Your objective: Lay out every line of the records below as a numbered list, skipping blank lines and omitting the pictures.

Records supplied:
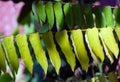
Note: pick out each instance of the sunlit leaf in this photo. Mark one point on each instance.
(68, 15)
(63, 41)
(22, 43)
(16, 31)
(107, 51)
(95, 60)
(93, 79)
(89, 16)
(112, 77)
(2, 60)
(59, 15)
(52, 51)
(77, 15)
(117, 30)
(38, 50)
(99, 17)
(117, 15)
(108, 38)
(40, 8)
(108, 16)
(94, 42)
(80, 50)
(50, 14)
(9, 47)
(6, 78)
(102, 78)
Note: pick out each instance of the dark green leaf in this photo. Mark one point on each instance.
(68, 15)
(50, 14)
(99, 17)
(108, 16)
(52, 51)
(117, 16)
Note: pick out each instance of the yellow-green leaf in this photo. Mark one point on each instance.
(95, 60)
(40, 8)
(116, 13)
(59, 15)
(68, 15)
(9, 47)
(117, 30)
(22, 43)
(94, 42)
(99, 17)
(11, 52)
(112, 77)
(108, 38)
(50, 14)
(2, 60)
(63, 42)
(80, 50)
(52, 51)
(108, 16)
(38, 50)
(88, 16)
(107, 51)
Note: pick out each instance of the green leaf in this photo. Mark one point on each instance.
(108, 38)
(108, 16)
(59, 15)
(107, 51)
(11, 53)
(94, 42)
(89, 16)
(22, 43)
(112, 77)
(117, 30)
(52, 51)
(40, 8)
(63, 41)
(29, 28)
(6, 78)
(50, 14)
(99, 17)
(80, 50)
(44, 29)
(102, 78)
(68, 15)
(2, 61)
(95, 60)
(16, 31)
(77, 15)
(38, 50)
(117, 15)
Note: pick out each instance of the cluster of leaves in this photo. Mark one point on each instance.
(93, 39)
(69, 15)
(101, 43)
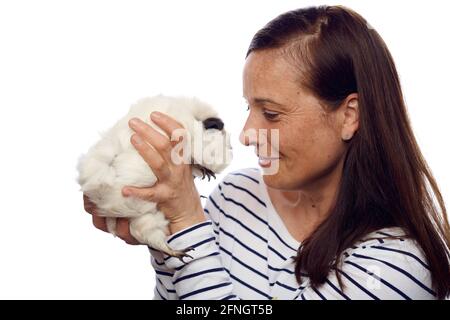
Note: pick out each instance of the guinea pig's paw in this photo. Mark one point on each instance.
(180, 254)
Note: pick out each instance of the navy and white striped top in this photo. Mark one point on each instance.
(244, 251)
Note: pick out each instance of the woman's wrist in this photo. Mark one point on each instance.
(188, 221)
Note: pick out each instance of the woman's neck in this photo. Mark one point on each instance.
(304, 209)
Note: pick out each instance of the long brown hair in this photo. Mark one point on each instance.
(386, 181)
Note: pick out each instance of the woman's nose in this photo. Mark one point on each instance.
(248, 136)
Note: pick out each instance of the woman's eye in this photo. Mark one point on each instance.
(269, 115)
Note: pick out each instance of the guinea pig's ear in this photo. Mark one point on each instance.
(205, 172)
(213, 123)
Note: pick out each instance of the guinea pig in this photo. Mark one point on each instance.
(113, 162)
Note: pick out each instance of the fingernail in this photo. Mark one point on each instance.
(156, 115)
(126, 192)
(136, 139)
(135, 122)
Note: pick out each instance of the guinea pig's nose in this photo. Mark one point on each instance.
(213, 123)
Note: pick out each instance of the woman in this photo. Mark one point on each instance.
(352, 212)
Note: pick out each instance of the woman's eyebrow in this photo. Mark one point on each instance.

Answer to the exercise:
1. Note: pick out each instance of the sunlit leaf in this photo. Mark one point on each instance.
2. (68, 15)
3. (63, 41)
4. (22, 43)
5. (16, 31)
6. (107, 51)
7. (95, 60)
8. (93, 79)
9. (89, 16)
10. (112, 77)
11. (2, 60)
12. (59, 15)
13. (52, 51)
14. (77, 15)
15. (117, 30)
16. (38, 50)
17. (99, 17)
18. (117, 15)
19. (108, 38)
20. (40, 8)
21. (108, 16)
22. (94, 42)
23. (80, 50)
24. (50, 14)
25. (9, 47)
26. (6, 78)
27. (102, 78)
28. Note: pick out each instance of the dark green leaf in this photo. Mark one point on each instance.
29. (68, 15)
30. (50, 14)
31. (99, 17)
32. (108, 16)
33. (52, 51)
34. (117, 16)
35. Note: pick out each instance of the yellow-green leaf in this photo. Mark one point on each instance.
36. (95, 60)
37. (40, 8)
38. (116, 13)
39. (59, 15)
40. (68, 15)
41. (9, 47)
42. (117, 30)
43. (22, 43)
44. (94, 42)
45. (99, 17)
46. (11, 52)
47. (112, 77)
48. (108, 38)
49. (50, 14)
50. (2, 60)
51. (63, 42)
52. (80, 50)
53. (52, 51)
54. (108, 16)
55. (38, 50)
56. (88, 16)
57. (107, 51)
58. Note: pick out each instance of the green leaf in this photo. Mark one point on each instance.
59. (108, 38)
60. (108, 16)
61. (59, 15)
62. (107, 51)
63. (11, 53)
64. (94, 42)
65. (89, 16)
66. (22, 43)
67. (112, 77)
68. (117, 30)
69. (52, 51)
70. (40, 8)
71. (63, 41)
72. (29, 28)
73. (6, 78)
74. (50, 14)
75. (99, 17)
76. (80, 50)
77. (44, 29)
78. (102, 78)
79. (68, 15)
80. (2, 61)
81. (95, 60)
82. (16, 31)
83. (77, 15)
84. (38, 50)
85. (117, 15)
86. Note: pick out each instance of the cluster of leaves in this photo. Mark one point on each instance.
87. (93, 39)
88. (69, 15)
89. (101, 43)
90. Note: pick out each instance of the guinea pig's paw in this photo. Mark one point on each instance.
91. (180, 254)
92. Note: pick out each instance of the navy and white striped top in this photo. Mark one point on each instance.
93. (244, 251)
94. Note: pick out each instance of the woman's wrist in this photo. Mark one point on each instance.
95. (188, 221)
96. Note: pick out each instance of the woman's neck in this photo. Mark one point on each instance.
97. (304, 209)
98. Note: pick out each instance of the long brown hair in this photo. Mark one point on each instance.
99. (386, 181)
100. Note: pick out each instance of the woman's nose in this photo. Mark one point on each instance.
101. (248, 136)
102. Note: pick out each instance of the woman's eye in this photo. Mark one point on each instance.
103. (269, 115)
104. Note: pick out each instance of the guinea pig's ear in this photo. Mark one point on each instance.
105. (205, 172)
106. (213, 123)
107. Note: pick out each instance of the guinea pig in this photo. Mark one point on each instance.
108. (113, 162)
109. Note: pick out each instance of the fingernail in this photo. Mark one point on each instance.
110. (156, 115)
111. (126, 192)
112. (136, 139)
113. (135, 122)
114. Note: pick out each instance of the guinea pig's nose in this photo. Mark one point on each instance.
115. (213, 123)
116. Note: pick out each instance of the woman in this photo. Mark one point on each instance.
117. (352, 212)
118. Note: pick out each instance of the woman's eyebrow in this photo. Mark one point on each instance.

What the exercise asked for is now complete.